What you should do: Copy out the material from the line containing "Objective — set a marker on each instance of the dirt" through its final line, both included. Add 47 to each coordinate in the answers and keep every other line unchanged.

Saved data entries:
--- Start ---
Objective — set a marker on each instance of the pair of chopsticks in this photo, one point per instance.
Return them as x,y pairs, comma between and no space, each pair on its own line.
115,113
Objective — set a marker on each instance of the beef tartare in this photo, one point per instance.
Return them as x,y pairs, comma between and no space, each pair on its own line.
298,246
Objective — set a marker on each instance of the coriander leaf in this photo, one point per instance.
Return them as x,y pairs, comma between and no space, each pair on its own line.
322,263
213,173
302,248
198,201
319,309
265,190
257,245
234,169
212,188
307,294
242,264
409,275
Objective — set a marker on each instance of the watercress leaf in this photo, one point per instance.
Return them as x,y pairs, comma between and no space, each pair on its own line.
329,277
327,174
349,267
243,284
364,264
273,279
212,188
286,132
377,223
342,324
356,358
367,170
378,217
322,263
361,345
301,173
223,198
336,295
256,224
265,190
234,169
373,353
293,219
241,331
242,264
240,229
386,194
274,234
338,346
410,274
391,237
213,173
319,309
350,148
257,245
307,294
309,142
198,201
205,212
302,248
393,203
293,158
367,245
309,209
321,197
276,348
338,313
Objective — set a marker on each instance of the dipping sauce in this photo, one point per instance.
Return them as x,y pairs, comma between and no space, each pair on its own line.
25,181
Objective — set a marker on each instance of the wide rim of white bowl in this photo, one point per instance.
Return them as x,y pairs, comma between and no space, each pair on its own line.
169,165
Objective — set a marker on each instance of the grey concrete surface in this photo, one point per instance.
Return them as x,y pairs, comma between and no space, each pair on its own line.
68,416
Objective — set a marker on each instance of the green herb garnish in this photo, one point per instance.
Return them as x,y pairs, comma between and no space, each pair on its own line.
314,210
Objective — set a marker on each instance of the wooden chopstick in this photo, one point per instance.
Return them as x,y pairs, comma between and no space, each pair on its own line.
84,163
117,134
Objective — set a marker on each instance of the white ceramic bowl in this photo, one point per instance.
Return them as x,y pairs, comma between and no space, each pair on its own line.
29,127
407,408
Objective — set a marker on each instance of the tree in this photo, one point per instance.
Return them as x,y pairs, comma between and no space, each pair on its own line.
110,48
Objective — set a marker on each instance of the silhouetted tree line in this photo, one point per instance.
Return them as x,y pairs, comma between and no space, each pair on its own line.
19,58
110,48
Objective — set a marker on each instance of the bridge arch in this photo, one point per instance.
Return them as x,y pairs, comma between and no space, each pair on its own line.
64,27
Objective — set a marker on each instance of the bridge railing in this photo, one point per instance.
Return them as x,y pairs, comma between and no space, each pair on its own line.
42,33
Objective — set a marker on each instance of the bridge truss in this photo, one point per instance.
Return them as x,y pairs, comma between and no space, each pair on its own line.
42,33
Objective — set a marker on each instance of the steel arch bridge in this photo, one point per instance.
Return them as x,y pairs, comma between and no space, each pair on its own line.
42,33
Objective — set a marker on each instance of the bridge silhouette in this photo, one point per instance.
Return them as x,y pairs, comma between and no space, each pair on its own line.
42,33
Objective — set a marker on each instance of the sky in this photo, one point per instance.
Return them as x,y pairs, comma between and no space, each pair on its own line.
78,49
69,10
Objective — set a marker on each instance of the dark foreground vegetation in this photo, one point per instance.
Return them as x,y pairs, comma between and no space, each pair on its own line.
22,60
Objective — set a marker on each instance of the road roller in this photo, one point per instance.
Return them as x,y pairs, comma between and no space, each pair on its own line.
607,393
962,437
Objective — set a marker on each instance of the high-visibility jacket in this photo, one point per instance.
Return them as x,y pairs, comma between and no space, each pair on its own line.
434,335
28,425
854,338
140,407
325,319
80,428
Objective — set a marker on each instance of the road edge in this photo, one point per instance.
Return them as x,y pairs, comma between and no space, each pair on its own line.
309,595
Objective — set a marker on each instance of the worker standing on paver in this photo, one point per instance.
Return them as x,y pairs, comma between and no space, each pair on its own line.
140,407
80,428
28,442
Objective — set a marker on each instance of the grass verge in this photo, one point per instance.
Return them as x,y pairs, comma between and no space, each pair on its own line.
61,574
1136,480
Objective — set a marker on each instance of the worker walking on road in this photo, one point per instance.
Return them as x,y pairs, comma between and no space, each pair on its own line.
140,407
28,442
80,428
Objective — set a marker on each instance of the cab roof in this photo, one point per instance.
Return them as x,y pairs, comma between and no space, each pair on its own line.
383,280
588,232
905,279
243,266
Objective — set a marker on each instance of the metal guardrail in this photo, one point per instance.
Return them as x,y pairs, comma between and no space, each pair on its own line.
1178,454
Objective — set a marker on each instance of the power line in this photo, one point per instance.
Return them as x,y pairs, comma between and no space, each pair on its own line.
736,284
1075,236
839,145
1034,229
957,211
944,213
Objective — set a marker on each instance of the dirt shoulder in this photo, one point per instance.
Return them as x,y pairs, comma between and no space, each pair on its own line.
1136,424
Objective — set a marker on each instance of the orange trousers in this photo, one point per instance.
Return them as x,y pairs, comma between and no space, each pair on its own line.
--- End ---
Response to the task:
Objective — set a marker on each instance of the dirt shoulder in this photo, one point per instance.
Return them as x,y pairs, comma between and no space, each pair on its own line.
1183,471
Objective — set a marker on each instance of the orange trousers in this photo, one point per instance.
Return them as x,y pairs, comma between and no space, each pair on its own line.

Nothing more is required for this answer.